▸ **Aim of the task**
For every entry that follows, return an identical copy.

(Saved data entries)
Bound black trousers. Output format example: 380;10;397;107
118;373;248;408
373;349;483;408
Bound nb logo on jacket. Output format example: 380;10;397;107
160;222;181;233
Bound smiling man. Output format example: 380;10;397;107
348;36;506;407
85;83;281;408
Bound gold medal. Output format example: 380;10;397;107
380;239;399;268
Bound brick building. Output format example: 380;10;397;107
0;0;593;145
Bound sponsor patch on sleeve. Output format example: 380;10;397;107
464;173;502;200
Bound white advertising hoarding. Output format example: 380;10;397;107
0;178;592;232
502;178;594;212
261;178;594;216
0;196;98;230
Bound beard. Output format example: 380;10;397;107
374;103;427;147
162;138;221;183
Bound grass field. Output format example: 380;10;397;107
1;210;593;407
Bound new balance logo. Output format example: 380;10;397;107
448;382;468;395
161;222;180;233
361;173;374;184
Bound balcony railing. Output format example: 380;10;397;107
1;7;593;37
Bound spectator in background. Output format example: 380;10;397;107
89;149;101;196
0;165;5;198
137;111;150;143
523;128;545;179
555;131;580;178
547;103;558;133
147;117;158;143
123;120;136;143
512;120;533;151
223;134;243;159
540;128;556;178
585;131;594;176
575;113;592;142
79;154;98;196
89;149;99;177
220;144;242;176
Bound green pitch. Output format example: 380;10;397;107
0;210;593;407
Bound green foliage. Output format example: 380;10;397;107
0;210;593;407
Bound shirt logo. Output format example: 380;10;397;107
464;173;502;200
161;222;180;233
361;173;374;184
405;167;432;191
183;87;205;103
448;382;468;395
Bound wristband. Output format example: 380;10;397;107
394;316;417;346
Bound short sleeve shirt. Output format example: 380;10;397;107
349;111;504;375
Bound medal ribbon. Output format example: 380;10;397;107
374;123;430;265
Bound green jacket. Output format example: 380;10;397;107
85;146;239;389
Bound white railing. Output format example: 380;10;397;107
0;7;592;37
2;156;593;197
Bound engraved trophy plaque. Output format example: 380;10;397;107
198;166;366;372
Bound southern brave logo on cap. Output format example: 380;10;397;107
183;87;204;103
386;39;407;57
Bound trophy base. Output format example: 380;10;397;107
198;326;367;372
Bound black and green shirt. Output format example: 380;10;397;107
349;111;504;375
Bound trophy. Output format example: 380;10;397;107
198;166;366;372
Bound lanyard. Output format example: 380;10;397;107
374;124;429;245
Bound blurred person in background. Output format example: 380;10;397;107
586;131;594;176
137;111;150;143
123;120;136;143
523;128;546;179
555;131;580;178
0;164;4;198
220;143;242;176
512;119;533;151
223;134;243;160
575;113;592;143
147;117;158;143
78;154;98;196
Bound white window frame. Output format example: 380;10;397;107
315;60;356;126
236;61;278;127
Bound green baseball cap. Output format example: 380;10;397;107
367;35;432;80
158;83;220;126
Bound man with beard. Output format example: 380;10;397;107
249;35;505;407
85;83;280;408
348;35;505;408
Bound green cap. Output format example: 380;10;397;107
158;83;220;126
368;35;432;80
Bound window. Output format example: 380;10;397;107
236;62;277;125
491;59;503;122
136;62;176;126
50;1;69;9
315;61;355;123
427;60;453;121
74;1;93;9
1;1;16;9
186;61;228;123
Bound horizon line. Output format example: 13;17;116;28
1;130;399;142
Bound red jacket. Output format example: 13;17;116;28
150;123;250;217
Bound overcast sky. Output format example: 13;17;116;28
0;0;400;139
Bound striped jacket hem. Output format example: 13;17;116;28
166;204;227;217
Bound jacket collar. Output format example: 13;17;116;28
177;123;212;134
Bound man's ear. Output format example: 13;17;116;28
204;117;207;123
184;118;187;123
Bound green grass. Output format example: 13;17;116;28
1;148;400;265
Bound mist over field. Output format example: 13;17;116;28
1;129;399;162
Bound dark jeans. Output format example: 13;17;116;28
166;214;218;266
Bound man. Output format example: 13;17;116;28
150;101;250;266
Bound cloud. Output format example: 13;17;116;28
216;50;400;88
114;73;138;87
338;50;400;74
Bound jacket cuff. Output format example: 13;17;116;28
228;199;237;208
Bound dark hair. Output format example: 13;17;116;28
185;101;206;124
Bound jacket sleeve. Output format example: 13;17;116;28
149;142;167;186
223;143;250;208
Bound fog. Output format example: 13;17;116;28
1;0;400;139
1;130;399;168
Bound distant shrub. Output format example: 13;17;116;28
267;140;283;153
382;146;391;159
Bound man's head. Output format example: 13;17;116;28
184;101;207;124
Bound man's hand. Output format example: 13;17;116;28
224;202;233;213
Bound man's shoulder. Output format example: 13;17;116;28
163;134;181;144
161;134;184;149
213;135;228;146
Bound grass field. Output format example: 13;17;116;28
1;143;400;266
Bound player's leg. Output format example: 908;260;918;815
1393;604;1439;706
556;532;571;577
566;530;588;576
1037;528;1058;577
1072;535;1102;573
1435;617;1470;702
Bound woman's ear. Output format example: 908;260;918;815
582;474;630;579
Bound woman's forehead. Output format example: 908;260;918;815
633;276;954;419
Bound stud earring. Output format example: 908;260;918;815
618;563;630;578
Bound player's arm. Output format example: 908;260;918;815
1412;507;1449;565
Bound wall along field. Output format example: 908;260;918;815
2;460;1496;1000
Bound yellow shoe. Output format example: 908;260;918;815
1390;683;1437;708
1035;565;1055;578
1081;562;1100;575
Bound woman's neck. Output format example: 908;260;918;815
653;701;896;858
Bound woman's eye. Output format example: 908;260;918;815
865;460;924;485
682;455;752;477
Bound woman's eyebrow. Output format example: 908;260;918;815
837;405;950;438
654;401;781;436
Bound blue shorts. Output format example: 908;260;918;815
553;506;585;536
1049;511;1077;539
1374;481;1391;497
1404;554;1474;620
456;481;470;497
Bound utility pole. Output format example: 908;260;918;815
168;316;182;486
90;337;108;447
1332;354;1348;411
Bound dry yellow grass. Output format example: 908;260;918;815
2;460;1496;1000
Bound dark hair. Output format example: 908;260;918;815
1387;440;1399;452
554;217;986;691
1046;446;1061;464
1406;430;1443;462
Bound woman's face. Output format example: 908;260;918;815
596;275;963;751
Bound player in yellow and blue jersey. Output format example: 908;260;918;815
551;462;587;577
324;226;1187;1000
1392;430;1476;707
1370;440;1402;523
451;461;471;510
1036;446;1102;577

▸ **Exercise solution**
Bound black trousers. Output format example: 380;10;397;107
118;373;248;408
373;349;483;408
Bound nb logo on jacket. Output format example: 380;10;397;107
160;222;181;233
Bound smiling man. Output format example: 380;10;397;107
348;36;506;407
85;83;281;408
Bound gold medal. Output format example: 380;10;397;107
380;239;399;268
Bound brick building. Output format example: 380;10;397;107
0;0;593;145
Bound sponsor patch on sleeve. Output format example: 380;10;397;107
464;173;502;200
Bound white advertising hoarding. Output format example: 380;10;397;107
0;178;592;232
502;178;594;212
261;178;594;216
0;196;98;230
Bound beard. Output format example: 380;10;397;107
374;103;427;147
162;138;221;183
Bound grass field. Output format example: 380;10;397;107
1;210;593;407
Bound new balance logo. Output format example: 380;10;397;107
448;382;468;395
161;222;180;233
361;173;374;184
Bound balcony railing. Output format example: 380;10;397;107
1;7;593;37
Bound spectator in background. Output format example: 380;10;397;107
89;149;101;196
0;165;5;198
137;111;150;143
523;128;545;179
555;131;580;178
547;103;558;133
147;117;158;143
123;120;136;143
512;120;533;151
223;134;243;159
540;128;556;178
585;131;594;176
575;113;592;142
79;154;98;196
89;149;99;177
220;144;242;176
Bound green pitch. Output format example: 380;10;397;107
0;210;593;407
Bound green foliage. Output format example: 380;10;397;107
0;210;593;407
Bound shirt logo. Output format example: 380;10;397;107
464;173;502;200
161;222;180;233
361;173;374;184
405;167;432;191
183;87;205;103
448;382;468;395
Bound wristband. Output format example: 380;10;397;107
394;316;417;346
Bound short sleeve shirt. Output format example: 380;10;397;107
349;111;504;375
Bound medal ribbon. Output format example: 380;10;397;107
374;123;430;265
Bound green jacket. Output format example: 380;10;397;107
85;146;239;389
Bound white railing. Output format example: 380;10;397;107
0;7;592;37
2;156;593;197
Bound engraved trophy plaque. Output format example: 380;10;397;107
198;166;366;372
Bound southern brave logo on cap. Output format example: 380;10;397;107
183;87;204;103
386;39;407;57
Bound trophy base. Output format example: 380;10;397;107
198;326;367;372
Bound black and green shirt. Output format example: 380;10;397;107
349;111;504;375
Bound trophy. Output format example: 380;10;397;107
198;166;366;372
Bound lanyard. Output format example: 380;10;397;107
374;124;429;245
Bound blurred person in background. Output format example: 380;10;397;107
586;131;594;176
137;111;150;143
123;120;136;143
523;128;546;179
555;131;580;178
0;164;4;198
220;143;242;176
512;119;533;151
223;134;243;160
575;113;592;143
147;117;158;143
78;154;98;196
Bound white window frame. Output format example: 380;10;397;107
315;60;356;126
236;61;278;127
Bound green baseball cap. Output format example: 380;10;397;107
367;35;432;80
158;83;220;126
Bound man with beard. Output format example: 380;10;397;107
249;35;505;407
85;83;280;408
348;35;505;408
Bound green cap. Output format example: 380;10;397;107
158;83;220;126
368;35;432;80
Bound window. Output format example: 380;10;397;107
236;62;277;125
491;59;503;122
136;62;176;126
50;1;69;9
315;61;355;123
427;60;453;121
74;1;93;9
1;1;16;9
186;61;228;123
Bound horizon line. Output format example: 13;17;116;28
1;130;399;142
Bound red jacket. Output format example: 13;17;116;28
150;123;250;217
Bound overcast sky. Output format example: 13;17;116;28
0;0;400;139
Bound striped jacket hem. Output format example: 13;17;116;28
166;204;227;217
Bound jacket collar. Output format example: 13;17;116;28
177;123;212;134
Bound man's ear. Output format example: 13;17;116;28
204;117;207;123
184;118;187;123
Bound green grass. Output format example: 13;17;116;28
1;148;400;265
Bound mist over field. Output format example: 13;17;116;28
1;129;399;162
Bound dark jeans. Output format example: 13;17;116;28
166;214;218;266
Bound man. Output format example: 13;17;116;28
150;101;250;266
Bound cloud. Output format example: 13;17;116;28
216;50;400;88
114;73;138;87
338;50;400;74
Bound jacket cuff. Output format example: 13;17;116;28
228;199;237;208
Bound dark hair. Output format example: 13;17;116;28
185;101;206;124
Bound jacket sleeve. Output format example: 13;17;116;28
149;142;167;186
223;143;250;208
Bound fog. Output format example: 13;17;116;28
1;0;400;139
1;130;399;168
Bound distant shrub. Output format example: 13;17;116;28
267;140;283;153
382;146;391;159
Bound man's head. Output format example: 13;17;116;28
184;101;207;124
Bound man's hand. Output format example: 13;17;116;28
224;202;233;213
Bound man's shoulder. Output format example: 13;17;116;28
163;134;181;144
161;134;184;149
213;135;228;146
Bound grass field. Output format example: 13;17;116;28
1;143;400;266
Bound player's leg. Output format example: 908;260;918;815
1393;604;1439;706
556;532;571;577
566;530;588;576
1037;528;1058;577
1072;535;1102;573
1435;617;1470;702
Bound woman's ear. Output format example: 908;260;918;815
582;474;630;579
Bound woman's forehead. Output format example: 908;260;918;815
633;276;954;419
Bound stud earring. Output format example: 908;260;918;815
618;563;630;578
Bound player's arm. Output format example: 908;260;918;815
1412;507;1449;565
Bound wall along field. Output format example: 908;260;918;815
2;460;1496;1000
Bound yellow shoe. Output format example: 908;260;918;815
1390;683;1437;708
1035;565;1055;578
1081;562;1100;575
Bound woman's neck. Output format example: 908;260;918;815
653;701;896;858
Bound woman's eye. Output format example: 908;260;918;815
865;460;924;485
682;455;752;477
Bound woman's eyebrow. Output format example: 908;260;918;815
837;405;950;438
654;401;781;436
Bound blue shorts. Output format example: 908;260;918;815
553;506;585;536
1049;511;1077;539
1374;481;1391;497
1404;554;1474;620
456;481;470;497
Bound utility pole. Output format example: 908;260;918;815
168;316;182;486
90;337;108;447
1332;354;1348;411
Bound dry yellow grass. Output format example: 908;260;918;815
2;460;1496;1000
Bound dark hair. Output format example: 908;260;918;815
1387;440;1399;452
554;217;986;691
1046;446;1061;464
1406;430;1443;462
Bound woman's face. Output format example: 908;260;918;815
596;275;963;751
Bound player in yellow and blue jersey. Output format example: 908;260;918;815
551;462;587;577
324;226;1187;1000
1392;430;1476;707
1370;440;1402;523
451;461;471;510
1036;446;1102;577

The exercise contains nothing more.